**** Source excerpt ****

Rorate Caeli

'The Council and the Eclipse of God' by Don Pietro Leone - Section II - Man - Chapter VI - MAN'S CHOICE OF LIFE



Part II

 

MAN

 


‘O youth, youth, you have no cares, all the riches of the world are thine, even misfortune comforts thee, even sorrow rests easy on thy brow. Thou art arrogant and proud, and thou sayest: Look at me! Look! I alone exist! - even as thy days race by and vanish without trace and without number, and everything in thee dissolves and melts away like wax in the sun, like the snow…’

 

                                                                                                                         Turgenev, First Love [1]

 

 

Having seen how the Council has attempted to amalgamate the Church and the World, we shall now see more closely how it informs this construct not with the spirit of the Church, the Spirit of Truth and Sanctification which is in effect the Holy Spirit, Her Soul; but with the spirit of the World, which is the spirit of fallen man. This latter spirit, as we said in the Preface, we consider the key to understanding the Council. We shall consequently proceed to present Council teaching on man: in the first chapter, man in the two forms of life in which he may realize himself on this earth: the married and the consecrated life, whether that of the priest or that of the religious; in the second chapter, man in his relation to God; in the third chapter, man in himself.

 

In this second part of the book we shall witness the work of destruction of Catholic doctrine, which we have seen above in regard to the Faith and the Church, continue in regard to the sacraments of marriage and the Holy Eucharist, and in regard to the priesthood and religious life.





Chapter VI



 

       MAN’S CHOICE OF LIFE

(The First Part)

 




In this chapter we examine the Council’s teaching of man’s choice of life, namely in:


                    A. Marriage;

                  B. The Priesthood;

                  C. The Religious Life.

 

 

A.    Marriage

 

The Holy Family by Faustini Modesto (St. Joseph at work). (Loreto).


Pope John Paul II played an important rôle in the writing of the document Gaudium et Spes and any-one acquainted with his personalistic doctrines, as manifest particularly in ‘Theology of the Body’ will find ample evidence of them in the document’s chapter on marriage and the family.

 


In this section we shall consider Council teaching on:

 

  1.    1.The Nature of Marriage;
  2.    2. The End(s) of Marriage;
  3.    3.The Dignity of Married Love;
  4.    4. Contraception;
  5.    5.The Equality of the Spouses;
  6.    6.Marriage as a Vocation;
  7.    7.‘Sex Education.’

 

 

  1. 1.The Nature of Marriage

 

‘The intimate partnership of life and the love which constitutes the married state…’ (GS 48)

 

The Council of Trent and its Catechism speak of marriage rather as a ‘bond’. The former states [1]: ‘The first father of the human race, inspired by the Divine Spirit, proclaimed the perpetual and indissoluble bond of matrimony…’, and the latter explicitly defines marriage in theological terms as a ‘bond’, vinculum.

****

Given instruction A
In the chapter excerpt, which Council document did Pope John Paul II play an important role in writing?
The chapter excerpt has no connection to the rows.

**** The input ****

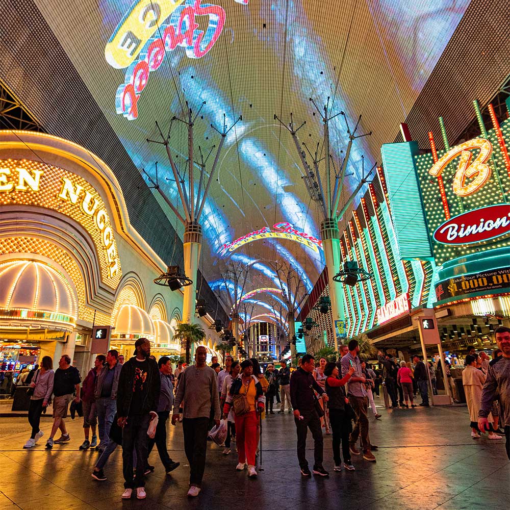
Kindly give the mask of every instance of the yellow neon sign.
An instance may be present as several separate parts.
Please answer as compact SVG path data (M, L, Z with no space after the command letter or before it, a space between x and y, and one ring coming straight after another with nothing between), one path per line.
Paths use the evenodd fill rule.
M112 67L130 65L155 34L162 20L184 0L140 0L135 3L115 29L105 48L105 57Z
M101 275L115 288L121 271L114 231L100 196L82 177L26 160L0 160L0 205L36 206L69 216L90 234Z

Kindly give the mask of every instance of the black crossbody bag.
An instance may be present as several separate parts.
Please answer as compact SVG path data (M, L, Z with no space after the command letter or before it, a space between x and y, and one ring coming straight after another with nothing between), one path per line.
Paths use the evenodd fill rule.
M317 411L317 414L319 415L319 417L322 418L324 416L324 410L322 409L319 402L319 399L317 398L317 395L315 394L315 392L314 390L314 387L312 385L310 385L310 389L312 390L312 394L314 396L314 407L315 407L315 411Z

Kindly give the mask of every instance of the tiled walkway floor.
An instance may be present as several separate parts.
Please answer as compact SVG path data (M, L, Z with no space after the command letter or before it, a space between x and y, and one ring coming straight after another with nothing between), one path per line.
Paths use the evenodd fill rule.
M26 420L0 418L0 510L115 510L131 507L278 510L508 510L510 463L504 440L473 440L466 407L380 410L382 418L370 418L372 442L379 446L377 462L360 457L356 471L333 471L331 436L325 436L324 465L328 478L303 479L295 453L292 417L269 416L264 423L264 471L258 479L235 468L236 456L228 456L210 444L201 494L188 500L189 475L183 451L182 430L169 426L170 455L181 466L166 475L155 449L156 466L147 478L147 499L122 501L123 479L120 450L111 457L107 482L93 480L90 471L97 458L81 452L81 423L69 430L71 441L51 451L44 449L51 420L43 419L46 432L30 451L22 446L29 437ZM310 441L309 461L313 464Z

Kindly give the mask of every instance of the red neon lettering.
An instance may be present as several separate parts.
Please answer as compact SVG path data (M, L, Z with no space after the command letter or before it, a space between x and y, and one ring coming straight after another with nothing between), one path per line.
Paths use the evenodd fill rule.
M160 39L157 39L147 49L145 60L149 64L149 70L155 71L165 59L165 45Z
M282 225L280 226L280 225ZM290 223L287 223L286 221L280 221L279 223L275 223L273 225L273 230L277 231L284 231L285 229L282 228L282 227L288 227L290 226Z
M137 94L140 94L145 88L148 79L149 64L145 60L141 60L133 70L131 82Z
M124 87L121 99L122 113L130 120L132 120L138 116L138 108L137 103L139 96L136 95L135 87L133 84L128 83Z
M212 18L213 20L216 22L216 26L215 29L213 28L214 24L211 26L210 22L207 31L205 33L199 31L197 35L193 46L194 56L197 59L203 57L214 45L225 24L225 11L223 8L219 5L208 5L203 7L200 5L201 2L201 0L196 0L195 2L195 14L198 16L209 16L210 19ZM210 34L211 32L212 32L212 35ZM202 49L201 44L205 35L206 38L210 38L205 47Z

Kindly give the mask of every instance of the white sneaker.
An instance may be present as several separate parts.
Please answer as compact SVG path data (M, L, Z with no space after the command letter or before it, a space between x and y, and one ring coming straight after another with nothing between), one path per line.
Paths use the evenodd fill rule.
M498 436L497 434L495 434L494 432L493 432L492 434L489 434L489 439L501 439L501 436Z
M23 445L23 448L33 448L35 446L35 440L31 438Z
M191 496L192 498L198 495L200 493L200 487L196 487L194 485L190 487L190 490L188 491L188 495Z
M125 489L122 493L122 499L131 499L131 495L133 494L132 489Z

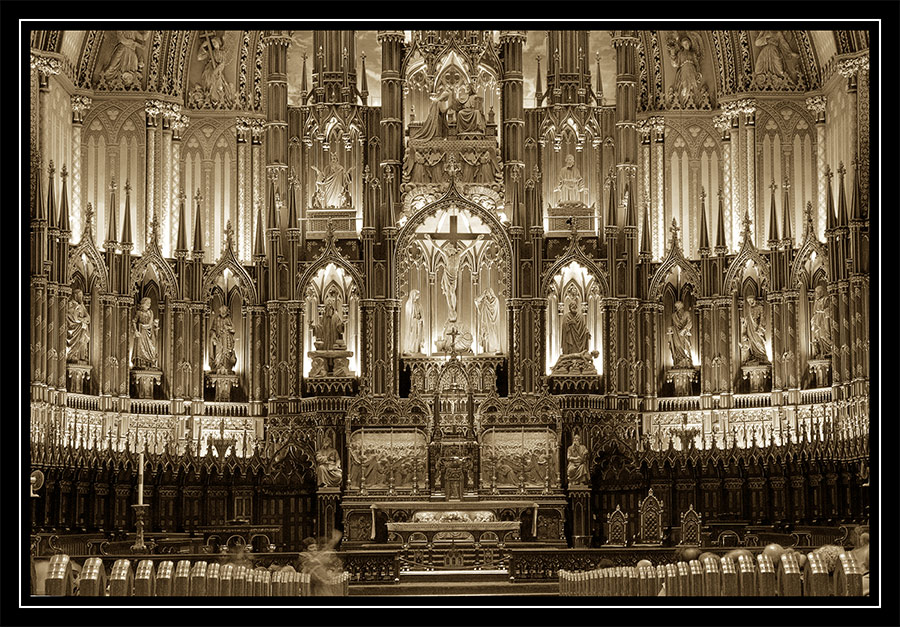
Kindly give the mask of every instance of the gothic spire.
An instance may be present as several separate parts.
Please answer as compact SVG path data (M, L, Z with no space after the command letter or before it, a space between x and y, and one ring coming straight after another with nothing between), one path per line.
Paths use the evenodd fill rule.
M122 244L131 245L131 182L125 181L125 215L122 217Z
M47 216L47 220L49 222L48 226L51 229L56 228L56 195L53 193L53 175L56 174L56 169L53 167L53 162L50 162L50 168L48 170L49 178L47 179L47 211L49 215Z
M644 225L641 229L641 256L652 256L650 241L650 206L644 203Z
M64 165L60 172L62 192L59 197L59 230L66 231L67 233L71 231L69 226L69 194L66 191L66 179L68 176L69 173L66 171L66 166Z
M793 238L794 229L791 228L791 184L787 179L784 179L784 185L782 185L781 189L784 190L783 200L781 201L781 211L784 213L781 237L789 241Z
M725 199L722 188L719 188L719 217L716 228L716 254L725 254Z
M775 245L774 242L778 241L778 212L775 209L775 190L778 189L778 185L775 184L774 180L769 185L769 189L772 190L769 206L769 248L772 248Z
M706 228L706 190L700 188L700 252L709 252L709 230Z
M194 258L197 258L197 254L200 254L200 258L203 256L203 232L202 225L203 221L200 216L200 202L203 200L203 196L200 195L200 188L197 188L197 193L194 195Z
M175 251L187 252L187 227L184 225L184 190L178 195L178 237L175 238Z
M844 193L844 162L838 166L839 185L838 188L838 226L847 226L847 195Z
M116 214L118 213L118 208L116 207L116 179L113 179L109 184L109 207L107 214L109 215L109 229L106 232L106 241L107 242L115 242L116 241Z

****

Given instruction B
Locate every line in the rows that contains the word "Kindly", matching case exactly, and copy each of those lines.

Answer A
Gaudium et Spes

Answer B
Kindly give the mask of every instance of the yellow neon sign.
Kindly give the mask of every instance of the black crossbody bag.
Kindly give the mask of every instance of the tiled walkway floor.
Kindly give the mask of every instance of the red neon lettering.
Kindly give the mask of every instance of the white sneaker.
Kindly give the mask of every instance of the gothic spire.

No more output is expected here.